━━━━━ DONNÉES SOURCES

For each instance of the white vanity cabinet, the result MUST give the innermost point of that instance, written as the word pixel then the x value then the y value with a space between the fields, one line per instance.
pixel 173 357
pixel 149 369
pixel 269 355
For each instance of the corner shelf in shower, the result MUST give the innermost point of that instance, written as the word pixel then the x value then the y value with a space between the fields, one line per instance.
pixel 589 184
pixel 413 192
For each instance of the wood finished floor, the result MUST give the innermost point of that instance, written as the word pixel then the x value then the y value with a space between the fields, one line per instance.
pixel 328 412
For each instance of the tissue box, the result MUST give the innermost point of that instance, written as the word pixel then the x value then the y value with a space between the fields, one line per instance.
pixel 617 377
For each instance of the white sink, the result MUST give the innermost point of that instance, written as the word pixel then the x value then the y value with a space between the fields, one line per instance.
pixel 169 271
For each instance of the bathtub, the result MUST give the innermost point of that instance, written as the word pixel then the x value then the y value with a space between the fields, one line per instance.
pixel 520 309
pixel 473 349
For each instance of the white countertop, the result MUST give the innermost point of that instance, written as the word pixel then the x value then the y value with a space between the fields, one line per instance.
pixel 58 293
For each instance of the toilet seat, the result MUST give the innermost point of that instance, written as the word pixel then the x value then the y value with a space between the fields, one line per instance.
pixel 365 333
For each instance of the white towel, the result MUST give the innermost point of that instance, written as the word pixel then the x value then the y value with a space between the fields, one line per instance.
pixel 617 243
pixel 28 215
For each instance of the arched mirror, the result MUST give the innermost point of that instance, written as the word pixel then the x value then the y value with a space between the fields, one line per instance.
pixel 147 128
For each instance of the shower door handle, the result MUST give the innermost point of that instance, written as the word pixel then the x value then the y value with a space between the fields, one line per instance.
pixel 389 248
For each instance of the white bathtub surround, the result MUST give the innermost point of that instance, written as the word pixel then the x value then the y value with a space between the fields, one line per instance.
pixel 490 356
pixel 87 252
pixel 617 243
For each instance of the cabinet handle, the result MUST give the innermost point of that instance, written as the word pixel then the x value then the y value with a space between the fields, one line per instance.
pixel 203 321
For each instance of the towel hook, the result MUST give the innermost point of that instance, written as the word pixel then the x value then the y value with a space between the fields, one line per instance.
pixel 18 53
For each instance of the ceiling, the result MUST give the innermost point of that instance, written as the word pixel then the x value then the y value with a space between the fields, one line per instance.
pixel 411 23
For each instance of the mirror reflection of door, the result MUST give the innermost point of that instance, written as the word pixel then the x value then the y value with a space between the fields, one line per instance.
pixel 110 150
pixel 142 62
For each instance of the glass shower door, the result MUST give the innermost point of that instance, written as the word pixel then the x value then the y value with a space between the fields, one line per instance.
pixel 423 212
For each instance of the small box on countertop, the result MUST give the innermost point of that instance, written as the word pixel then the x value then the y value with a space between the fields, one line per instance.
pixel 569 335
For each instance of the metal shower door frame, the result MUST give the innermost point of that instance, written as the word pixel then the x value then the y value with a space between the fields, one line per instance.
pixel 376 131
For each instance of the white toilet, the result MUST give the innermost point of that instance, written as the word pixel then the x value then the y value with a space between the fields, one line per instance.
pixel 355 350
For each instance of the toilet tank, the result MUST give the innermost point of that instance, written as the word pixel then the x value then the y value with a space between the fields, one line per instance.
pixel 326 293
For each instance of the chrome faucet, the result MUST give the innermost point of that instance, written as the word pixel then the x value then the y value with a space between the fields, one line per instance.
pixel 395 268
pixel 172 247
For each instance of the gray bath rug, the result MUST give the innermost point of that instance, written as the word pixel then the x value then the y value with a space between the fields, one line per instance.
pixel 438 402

━━━━━━━━━━

EXERCICE À TRAITER:
Modifiez toutes les lignes ci-dessus en remplaçant « innermost point » par « central point » à chaque occurrence, puis recopiez-les intégralement sans rien changer d'autre.

CORRIGÉ DE L'EXERCICE:
For each instance of the white vanity cabinet, the result MUST give the central point of that instance, written as the word pixel then the x value then the y value with a space between the fields, one line per instance.
pixel 173 357
pixel 149 369
pixel 269 355
For each instance of the corner shelf in shower, the result MUST give the central point of that instance, written as the word pixel then the x value then the y value with a space between the fields, one line per instance.
pixel 589 184
pixel 413 192
For each instance of the wood finished floor, the result MUST give the central point of that instance, written as the word pixel then the x value then the y value with a space between the fields, one line per instance.
pixel 328 412
For each instance of the tissue box, the result MUST give the central point of that instance, written as the word pixel then the x value then the y value with a space between the fields, one line per instance.
pixel 617 377
For each instance of the white sink, the result MUST give the central point of that instance, written as the word pixel then the x value then the y value with a space between the fields, one line per instance.
pixel 169 271
For each instance of the bathtub, the result MUST give the central point of that instance, written as the word pixel then the x value then the y value with a space between the fields, one line per instance.
pixel 520 309
pixel 473 349
For each instance of the white countertop, the result MUST give the central point of that instance, written as the word pixel then the x value then the y value with a space between the fields, one line per instance.
pixel 58 293
For each instance of the toilet seat, the result MUST give the central point of that instance, written as the word pixel then the x value then the y value with a space between the fields, one line per instance.
pixel 365 333
For each instance of the white towel, the result MUST give the central point of that instance, written as the word pixel then the x value then the y value with a space between the fields, one line per instance.
pixel 617 243
pixel 28 215
For each instance of the arched mirror, the result MUST give the central point of that instance, written as the word pixel then the x value then the y value with a space between the fields, one line per instance.
pixel 147 128
For each instance of the shower door handle, the result MUST give the central point of that instance, written as the word pixel then the x value then the y value with a space between the fields, one line per instance.
pixel 389 248
For each instance of the white bathtub surround, the result MUST give the central point of that instance, written as the word pixel then the x value then the y value with a space between the fields, one line per instance.
pixel 490 356
pixel 87 252
pixel 617 243
For each instance of the cabinet handle, the result MUST give the central point of that instance, written as the word pixel then the x value then the y value with a space between the fields, one line per instance.
pixel 203 321
For each instance of the towel hook, the result MUST give the central point of that instance, written as the word pixel then the x value then the y value with a space between the fields, one line per instance.
pixel 18 53
For each instance of the ceiling, the result MUST give the central point of that instance, written as the word pixel then the x value then the y value with a space between the fields, one line per instance.
pixel 411 23
For each instance of the mirror reflection of door, the result MUST give the central point of that instance, written as the word pixel then the x value then the y value with a space between the fields, one line per instance.
pixel 110 150
pixel 142 62
For each instance of the glass shower door, the result MUST give the central point of that instance, written as the word pixel then the x value then the y value with a space between the fields, one line per instance.
pixel 423 212
For each instance of the small box on countertop, the result MUST give the central point of that instance, written as the word pixel then the x value then the y value with a space between the fields, one line per instance.
pixel 569 335
For each instance of the metal shower door frame, the result MUST give the central point of that instance, written as the word pixel then the x value then the y value with a space between the fields, one line per instance.
pixel 376 131
For each instance of the white toilet, the result MUST give the central point of that instance, written as the word pixel then the x value then the y value with a space between the fields, one line per instance.
pixel 355 350
For each instance of the toilet tank, the result MUST give the central point of that instance, written as the word pixel then the x value then the y value with a space between the fields, one line per instance.
pixel 326 293
For each instance of the chrome faucet, the result MUST give the central point of that instance, written as the word pixel then the x value then the y value with a space between the fields, one line per instance.
pixel 395 268
pixel 172 247
For each instance of the gray bath rug, the result MUST give the central point of that instance, written as the word pixel then the x value then the y value with a space between the fields, one line per instance.
pixel 438 402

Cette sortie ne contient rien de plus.